**** Materials provided
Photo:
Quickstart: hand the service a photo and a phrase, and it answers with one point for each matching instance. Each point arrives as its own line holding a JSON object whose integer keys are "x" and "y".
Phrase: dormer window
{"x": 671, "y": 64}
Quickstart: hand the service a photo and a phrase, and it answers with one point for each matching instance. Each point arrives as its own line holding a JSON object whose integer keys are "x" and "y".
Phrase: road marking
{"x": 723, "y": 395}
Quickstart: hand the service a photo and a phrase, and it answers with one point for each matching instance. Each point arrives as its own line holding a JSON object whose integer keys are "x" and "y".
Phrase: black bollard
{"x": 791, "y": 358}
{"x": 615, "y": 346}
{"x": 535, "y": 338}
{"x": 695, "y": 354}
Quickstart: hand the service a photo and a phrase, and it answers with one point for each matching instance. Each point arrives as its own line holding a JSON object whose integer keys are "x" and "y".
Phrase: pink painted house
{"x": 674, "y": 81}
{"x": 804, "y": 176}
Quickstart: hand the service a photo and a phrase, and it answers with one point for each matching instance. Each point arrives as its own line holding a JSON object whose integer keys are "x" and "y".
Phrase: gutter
********
Task description
I need all of the records above retyped exactly, please.

Your response
Photo:
Quickstart: hand the service a photo and a phrase, and it answers with one point for each matching instance. Each point arrives as its own line holding a JSON object whose integer keys are "x" and "y".
Phrase: dormer window
{"x": 671, "y": 64}
Quickstart: hand the service a photo and a phrase, and it answers with one point for each matching instance. Each point arrives as its own line holding a JSON object whose integer keys are "x" and "y".
Phrase: road marking
{"x": 723, "y": 395}
Quickstart: hand the service a photo and a phrase, and it answers with one point for each matching instance. Each point arrives as its own line holding a JSON object whose integer keys are "x" and "y".
Phrase: black bollard
{"x": 791, "y": 358}
{"x": 615, "y": 346}
{"x": 535, "y": 338}
{"x": 695, "y": 354}
Quickstart: hand the service a photo and a phrase, and it answers with one point for each matching instance. Each point arrives as its own line holding a JSON object whose integer keys are "x" and "y".
Phrase: pink painted house
{"x": 674, "y": 81}
{"x": 804, "y": 176}
Quickstart: hand the service a photo and a phrase, and it answers with one point for each matching instance. Each point arrives as its own line holding a JSON object whose integer keys are "x" and "y".
Phrase: gutter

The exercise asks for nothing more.